***** Given records *****

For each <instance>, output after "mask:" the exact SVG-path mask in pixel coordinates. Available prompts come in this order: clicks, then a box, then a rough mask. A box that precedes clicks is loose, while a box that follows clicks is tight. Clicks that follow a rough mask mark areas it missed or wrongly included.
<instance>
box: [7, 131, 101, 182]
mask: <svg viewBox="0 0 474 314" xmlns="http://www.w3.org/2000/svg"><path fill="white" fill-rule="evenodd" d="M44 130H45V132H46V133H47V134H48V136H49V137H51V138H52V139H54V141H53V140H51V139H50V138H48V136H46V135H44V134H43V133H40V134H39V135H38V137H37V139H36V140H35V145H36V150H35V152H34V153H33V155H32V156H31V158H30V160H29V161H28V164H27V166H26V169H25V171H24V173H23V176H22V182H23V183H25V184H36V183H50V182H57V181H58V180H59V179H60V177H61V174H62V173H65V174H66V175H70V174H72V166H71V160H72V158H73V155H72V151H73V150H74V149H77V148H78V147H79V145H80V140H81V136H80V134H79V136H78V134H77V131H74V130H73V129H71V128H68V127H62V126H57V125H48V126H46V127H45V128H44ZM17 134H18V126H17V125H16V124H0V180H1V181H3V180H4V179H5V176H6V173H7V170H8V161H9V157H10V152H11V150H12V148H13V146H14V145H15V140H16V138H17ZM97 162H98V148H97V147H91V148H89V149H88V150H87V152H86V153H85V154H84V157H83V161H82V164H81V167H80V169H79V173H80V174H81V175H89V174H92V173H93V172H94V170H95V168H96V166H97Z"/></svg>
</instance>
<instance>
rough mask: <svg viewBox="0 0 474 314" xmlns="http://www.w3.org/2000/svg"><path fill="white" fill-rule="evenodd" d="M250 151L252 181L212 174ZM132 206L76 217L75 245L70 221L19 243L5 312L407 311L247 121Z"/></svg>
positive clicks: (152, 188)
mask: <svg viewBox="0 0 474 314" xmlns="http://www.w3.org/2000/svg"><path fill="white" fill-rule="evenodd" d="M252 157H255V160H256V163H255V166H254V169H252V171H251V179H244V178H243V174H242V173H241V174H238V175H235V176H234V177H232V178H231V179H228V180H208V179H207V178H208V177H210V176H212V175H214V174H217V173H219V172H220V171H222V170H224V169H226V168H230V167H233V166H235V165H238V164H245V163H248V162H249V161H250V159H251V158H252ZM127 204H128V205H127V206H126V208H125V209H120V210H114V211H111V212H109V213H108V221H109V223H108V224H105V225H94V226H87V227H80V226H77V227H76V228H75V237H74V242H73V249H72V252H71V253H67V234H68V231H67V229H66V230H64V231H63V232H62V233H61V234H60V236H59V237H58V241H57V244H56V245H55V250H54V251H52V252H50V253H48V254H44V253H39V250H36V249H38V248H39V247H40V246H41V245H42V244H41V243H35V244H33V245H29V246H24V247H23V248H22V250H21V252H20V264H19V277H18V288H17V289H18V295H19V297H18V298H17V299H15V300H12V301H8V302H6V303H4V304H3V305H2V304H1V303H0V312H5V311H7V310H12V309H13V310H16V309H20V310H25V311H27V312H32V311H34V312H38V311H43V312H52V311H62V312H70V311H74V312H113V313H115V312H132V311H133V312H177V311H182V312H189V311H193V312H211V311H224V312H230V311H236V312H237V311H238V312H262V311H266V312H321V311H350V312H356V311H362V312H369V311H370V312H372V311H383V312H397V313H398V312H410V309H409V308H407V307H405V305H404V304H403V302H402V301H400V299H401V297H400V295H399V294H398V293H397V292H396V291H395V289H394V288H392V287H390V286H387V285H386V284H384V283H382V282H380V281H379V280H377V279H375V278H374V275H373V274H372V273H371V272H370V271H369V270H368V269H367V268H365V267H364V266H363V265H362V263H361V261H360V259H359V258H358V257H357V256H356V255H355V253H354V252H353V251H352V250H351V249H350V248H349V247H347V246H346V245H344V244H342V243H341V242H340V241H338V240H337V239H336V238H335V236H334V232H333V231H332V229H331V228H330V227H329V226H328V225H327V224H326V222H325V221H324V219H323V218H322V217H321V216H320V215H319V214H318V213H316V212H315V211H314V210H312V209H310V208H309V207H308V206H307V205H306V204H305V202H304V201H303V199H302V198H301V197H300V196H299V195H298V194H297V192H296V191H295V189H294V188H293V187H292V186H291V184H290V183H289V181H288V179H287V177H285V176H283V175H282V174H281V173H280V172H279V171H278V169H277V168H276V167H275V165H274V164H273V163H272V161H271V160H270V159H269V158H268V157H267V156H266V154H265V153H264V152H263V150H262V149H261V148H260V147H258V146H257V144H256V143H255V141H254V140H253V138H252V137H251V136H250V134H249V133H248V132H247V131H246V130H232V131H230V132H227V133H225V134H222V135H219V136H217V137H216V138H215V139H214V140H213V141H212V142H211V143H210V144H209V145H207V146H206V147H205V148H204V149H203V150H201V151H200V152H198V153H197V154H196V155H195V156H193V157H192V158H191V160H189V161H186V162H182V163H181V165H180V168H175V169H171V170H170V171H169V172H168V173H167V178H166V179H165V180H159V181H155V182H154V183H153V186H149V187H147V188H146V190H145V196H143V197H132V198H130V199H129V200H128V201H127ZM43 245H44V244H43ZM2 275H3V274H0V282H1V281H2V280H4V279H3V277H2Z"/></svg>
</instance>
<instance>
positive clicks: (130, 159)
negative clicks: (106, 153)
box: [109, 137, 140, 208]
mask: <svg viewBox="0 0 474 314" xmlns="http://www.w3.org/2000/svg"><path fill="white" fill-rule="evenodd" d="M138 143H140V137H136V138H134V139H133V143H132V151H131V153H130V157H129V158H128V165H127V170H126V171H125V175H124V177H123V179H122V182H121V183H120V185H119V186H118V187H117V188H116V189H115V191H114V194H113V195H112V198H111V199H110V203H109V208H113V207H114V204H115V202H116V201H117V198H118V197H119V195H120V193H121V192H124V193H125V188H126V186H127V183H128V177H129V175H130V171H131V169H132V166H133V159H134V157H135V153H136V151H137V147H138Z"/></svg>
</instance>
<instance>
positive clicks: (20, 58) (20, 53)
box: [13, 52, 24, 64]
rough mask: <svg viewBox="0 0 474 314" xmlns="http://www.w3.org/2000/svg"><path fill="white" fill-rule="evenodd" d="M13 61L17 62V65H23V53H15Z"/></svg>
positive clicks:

*****

Instructions to follow | Format every line above as a JSON list of strings, one string per line, and leave out any blank lines.

Reply |
[
  "For each <instance>, output after \"mask:\" the exact SVG-path mask in pixel coordinates. Available prompts come in this order: clicks, then a box, then a rough mask. A box that precedes clicks is loose, while a box that follows clicks is tight. Clicks that follow a rough mask mark areas it missed or wrongly included.",
  "<instance>",
  "box: [7, 131, 101, 182]",
  "mask: <svg viewBox=\"0 0 474 314\" xmlns=\"http://www.w3.org/2000/svg\"><path fill=\"white\" fill-rule=\"evenodd\" d=\"M44 130H45V132H46V133H47V134H48V136H49V137H51V138H52V139H54V141H53V140H51V139H50V138H48V136H46V135H44V134H43V133H40V134H39V135H38V137H37V139H36V140H35V145H36V150H35V152H34V153H33V155H32V156H31V158H30V160H29V161H28V164H27V166H26V169H25V171H24V173H23V176H22V182H23V183H25V184H36V183H50V182H57V181H58V180H59V179H60V177H61V174H62V173H65V174H66V175H70V174H72V166H71V160H72V158H73V155H72V151H73V150H74V149H77V148H78V147H79V145H80V140H81V136H80V134H79V136H78V134H77V131H74V130H73V129H71V128H68V127H62V126H57V125H48V126H46V127H45V128H44ZM17 134H18V126H17V125H16V124H0V180H1V181H3V180H4V179H5V176H6V173H7V170H8V161H9V157H10V152H11V150H12V148H13V146H14V145H15V140H16V138H17ZM97 162H98V148H97V147H91V148H89V149H88V150H87V152H86V153H85V154H84V157H83V161H82V164H81V167H80V169H79V173H80V174H81V175H89V174H92V173H93V172H94V170H95V168H96V166H97Z\"/></svg>",
  "</instance>",
  "<instance>",
  "rough mask: <svg viewBox=\"0 0 474 314\" xmlns=\"http://www.w3.org/2000/svg\"><path fill=\"white\" fill-rule=\"evenodd\" d=\"M250 151L252 181L212 174ZM132 206L76 217L75 245L70 221L19 243L5 312L407 311L247 121Z\"/></svg>",
  "positive clicks: (152, 188)",
  "mask: <svg viewBox=\"0 0 474 314\" xmlns=\"http://www.w3.org/2000/svg\"><path fill=\"white\" fill-rule=\"evenodd\" d=\"M252 157H255V160H256V163H255V166H254V169H252V171H251V179H244V178H243V174H242V173H241V174H238V175H235V176H234V177H232V178H231V179H228V180H208V179H207V178H208V177H210V176H212V175H214V174H217V173H219V172H220V171H222V170H224V169H226V168H230V167H233V166H235V165H238V164H245V163H248V162H249V161H250V159H251V158H252ZM127 204H128V205H127V206H126V208H125V209H120V210H114V211H111V212H109V213H108V221H109V223H108V224H105V225H94V226H87V227H80V226H77V227H76V228H75V237H74V242H73V249H72V252H71V253H67V234H68V231H67V229H66V230H64V231H63V232H62V233H61V234H60V236H59V237H58V241H57V244H56V245H55V250H54V251H52V252H50V253H48V254H44V253H39V250H36V249H38V248H39V247H40V246H41V245H42V244H41V243H35V244H33V245H29V246H24V247H23V248H22V250H21V252H20V264H19V277H18V288H17V289H18V295H19V297H18V298H17V299H15V300H12V301H8V302H6V303H4V304H3V305H2V304H1V303H0V312H5V311H7V310H12V309H13V310H16V309H20V310H25V311H27V312H32V311H34V312H38V311H43V312H52V311H62V312H70V311H74V312H113V313H115V312H132V311H133V312H177V311H182V312H189V311H193V312H211V311H224V312H230V311H236V312H237V311H238V312H262V311H266V312H321V311H350V312H356V311H362V312H369V311H370V312H372V311H383V312H397V313H398V312H410V309H409V308H407V307H405V305H404V304H403V302H402V301H400V299H401V297H400V295H399V294H398V293H397V292H396V291H395V289H394V288H392V287H390V286H387V285H386V284H384V283H382V282H380V281H379V280H377V279H375V278H374V275H373V274H372V273H371V272H370V271H369V270H368V269H367V268H365V267H364V266H363V265H362V263H361V261H360V259H359V258H358V257H357V256H356V255H355V253H354V252H353V251H352V250H351V249H350V248H349V247H347V246H346V245H344V244H342V243H341V242H340V241H338V240H337V239H336V238H335V236H334V232H333V231H332V229H331V228H330V227H329V226H328V225H327V224H326V222H325V221H324V219H323V218H322V217H321V216H320V215H319V214H318V213H316V212H315V211H314V210H312V209H310V208H309V207H308V206H307V205H306V204H305V202H304V201H303V199H302V198H301V197H300V196H299V195H298V194H297V192H296V191H295V189H294V188H293V187H292V186H291V184H290V183H289V181H288V179H287V177H285V176H283V175H282V174H281V173H280V172H279V171H278V169H277V168H276V167H275V165H274V164H273V163H272V161H271V160H270V159H269V158H268V157H267V156H266V154H265V153H264V152H263V150H262V149H261V148H260V147H258V146H257V144H256V143H255V141H254V140H253V138H252V137H251V136H250V134H249V133H248V132H247V131H246V130H232V131H230V132H227V133H225V134H222V135H219V136H217V137H216V138H215V139H214V140H213V141H212V142H211V143H210V144H209V145H207V146H206V147H205V148H204V149H203V150H201V151H200V152H198V153H197V154H196V155H195V156H193V157H192V158H191V160H189V161H186V162H182V163H181V165H180V168H175V169H171V170H170V171H169V172H168V173H167V178H166V179H165V180H159V181H155V182H154V183H153V186H149V187H147V188H146V190H145V196H143V197H132V198H130V199H129V200H128V201H127ZM43 245H44V244H43ZM2 275H3V274H0V282H1V281H2V280H4V279H3V277H2Z\"/></svg>",
  "</instance>",
  "<instance>",
  "positive clicks: (130, 159)",
  "negative clicks: (106, 153)",
  "box: [109, 137, 140, 208]",
  "mask: <svg viewBox=\"0 0 474 314\" xmlns=\"http://www.w3.org/2000/svg\"><path fill=\"white\" fill-rule=\"evenodd\" d=\"M138 143H140V137H136V138H134V139H133V143H132V151H131V153H130V157H129V158H128V165H127V170H126V171H125V175H124V177H123V179H122V182H121V183H120V185H119V186H118V187H117V188H116V189H115V191H114V194H113V195H112V198H111V199H110V203H109V208H113V207H114V204H115V202H116V201H117V198H118V197H119V195H120V193H121V192H124V193H125V188H126V186H127V183H128V177H129V175H130V171H131V169H132V166H133V159H134V157H135V153H136V151H137V147H138Z\"/></svg>",
  "</instance>",
  "<instance>",
  "positive clicks: (20, 58) (20, 53)",
  "box: [13, 52, 24, 64]",
  "rough mask: <svg viewBox=\"0 0 474 314\" xmlns=\"http://www.w3.org/2000/svg\"><path fill=\"white\" fill-rule=\"evenodd\" d=\"M13 61L17 62V65H23V53H15Z\"/></svg>",
  "positive clicks:"
]